引用文 =
►

こんにちは、くんしです。
今日で7月も終わりですね。明日から8月。夏休み本番の方もいらっしゃいますよね。
7月のブログでは、小説や日本語関連の書籍など、本をいくつかご紹介しました。
そこで、今回はジャパンファウンデーションの機関誌である『をちこち』第23号(2008年6月1日発行)の内容を少し振り返ってみたいと思います*1。
特集のタイトルは、ズバリ「翻訳がつくる日本語」です。
巻頭鼎談は、豊富な翻訳経験をお持ちで著書や訳書も多数出されている鹿島茂氏(明治大学国際日本学部教授)、亀山郁夫氏(東京外国語大学長)、鴻巣友季子氏(翻訳家)の3名によるものでした。
鼎談の中の小トピックを拾ってみると・・・
「作品のタイトルをどう訳し、どうつけるか」
「なぜいま新訳が見直されているのか」
「外国文学全集の翻訳で家が建った時代」
「こなれた翻訳を売りにしたプロの翻訳家が出てきた」
「語り手の「声」を意識した翻訳が増えてきた」
「昔の翻訳は息継ぎの仕方が今の人に合わなくなった」
「濁った翻訳の抵抗感によって想像力が高まることもある」
「下手な原文は下手に訳すべきか こなして訳すべきか」
「何でも原文の語順にそって訳すのは危険である」
「ハイになって、いくらでも訳せる瞬間」
「明治時代には登場人物の名前まで日本風にした」
「翻訳とは自らの内側に他者を育てることである」
と、これだけでも興味をそそられる魅力的な内容になっています。

◄

データ行 =
►

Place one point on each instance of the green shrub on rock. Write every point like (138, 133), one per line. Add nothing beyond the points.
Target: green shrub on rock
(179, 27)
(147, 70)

◄

出された課題 1 = 引用文の「7月のブログでは、小説や日本語関連の書籍など、本をいくつかご紹介しました。」から「家)の3名によるものでした。」までを、一字も変えずに書き写してください。
出された課題 2 = 翻訳特集を紹介するブログ記事の続きを、最後の文のあとから書き足してください。

出力 1 =
7月のブログでは、小説や日本語関連の書籍など、本をいくつかご紹介しました。
そこで、今回はジャパンファウンデーションの機関誌である『をちこち』第23号(2008年6月1日発行)の内容を少し振り返ってみたいと思います*1。
特集のタイトルは、ズバリ「翻訳がつくる日本語」です。
巻頭鼎談は、豊富な翻訳経験をお持ちで著書や訳書も多数出されている鹿島茂氏(明治大学国際日本学部教授)、亀山郁夫氏(東京外国語大学長)、鴻巣友季子氏(翻訳家)の3名によるものでした。

出力 2 =
特に印象深かったのは、「翻訳とは自らの内側に他者を育てることである」という内容でした。例えば、以下のやりとり。
(鹿島氏)要するに、翻訳は他者を自分の中に育てることですね。他者がないと自己肥大になってしまう。
(亀山氏)他者がいないと、カラオケを一人で歌っているにすぎない。他者を受け入れる苦しみはまさに翻訳です。
また、本を読むということについて、
(鹿島氏)T・S・エリオットが『読書論』で言っています。本を読んで、その中に没入することは、作者に自我を占領されてしまうことである。違う読書体験をすると、また占領される。この繰り返しによって、いろんな他者を育てていく。それが読書だということですね。
読み終えて私は、翻訳をするということは、外国の文化に精通し外国語の言葉を操りながら、「作者に自我を占領される」体験を通じ、しかし同時に完全に「対岸」に行ってしまうのではなく、つまり完全に他者と化してしまうのではなく、「他者を自分の中に育て」、「他者を受け入れる苦しみ」の中でもがき格闘しながら、言葉を紡ぎだしていくということなのではないかと感じました。
翻訳によって日本語が鍛えられる、翻訳が日本語をつくるという鼎談のテーマに、「なるほど!」と納得するものがありました!
『をちこち』第23号は、ジャパンファウンデーションのウェブサイトや全国主要書店で購入することができますので、ぜひお手に取ってみられてはいかがでしょうか。
そして、何と、明日8月1日は『をちこち』第24号の発売日です。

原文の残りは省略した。